▶ Quoted text:
Senate debates
Thursday, 5 March 2026
Documents
Home Guarantee Scheme; Order for the Production of Documents
4:18 pm
Tim Ayres (NSW, Australian Labor Party, Minister for Industry and Innovation) Share this | Link to this | Hansard source
I'm very grateful for the opportunity. I just indicate, in relation to this attendance for compliance with OPD 208—which I'm informed was originally 119; thank you—that Minister O'Neil provided documents in response to Senator Bragg's order 119 on 19 December. Some information was redacted as it disclosed cabinet deliberations. That's the way that the Westminster system works, Senator Bragg. I want to be clear here. We as a government have complied with more orders for production of documents in one term than any Australian government in the history of the Commonwealth. That includes an order moved by Senator Bragg, who was requesting a congratulatory letter. I am very happy to provide Senator Bragg with a congratulatory letter on ministerial letterhead. I'm happy to say to him, 'Congratulations, Senator Bragg, for staying on the coalition frontbench over the course of the last period.' Not everybody was afforded that opportunity in that sort of game of snakes and ladders with no ladders, except the ladder of opportunity that Senator Bragg ascends.

▶ Do this:
Resume the Senate debate transcript above, continuing on from its final sentence.

▶ Dataset section:

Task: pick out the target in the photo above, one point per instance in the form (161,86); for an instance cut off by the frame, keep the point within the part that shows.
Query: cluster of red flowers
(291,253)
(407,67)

▶ Answer to the problem:
Andrew Bragg (NSW, Liberal Party, Shadow Minister for Housing and Homelessness) Share this | Link to this | Hansard source
A point of order. I think everyone knows this is a very long bow. I don't think these issues are germane to the—
Helen Polley (Tasmania, Australian Labor Party) Share this | Link to this | Hansard source
There is no point of order.
Tim Ayres (NSW, Australian Labor Party, Minister for Industry and Innovation) Share this | Link to this | Hansard source
What I won't do is move onto Senator Sharma and his extraordinary rise through this process—
Helen Polley (Tasmania, Australian Labor Party) Share this | Link to this | Hansard source
Minister, I remind you to put your remarks through the chair, please.
Tim Ayres (NSW, Australian Labor Party, Minister for Industry and Innovation) Share this | Link to this | Hansard source
I won't reflect upon all of the sorts of snakes and ladders, snakes and snakes, games that have gone on over there and the dramatic reversals of fortune that have happened for some and not for others. But I would say that, in Ms O'Neil's portfolio of housing alone, in this term of parliament alone, in response to orders of production of documents, the government has provided 3,995 pages worth of documents. In terms of the number of pages, that is 62 times the number of pages that there were in the Liberal Party review, which was conducted by Sir Nicholas and Pru, who tried to speak truth to power—
Andrew Bragg (NSW, Liberal Party, Shadow Minister for Housing and Homelessness) Share this | Link to this | Hansard source
Are they all redacted? How many were redacted?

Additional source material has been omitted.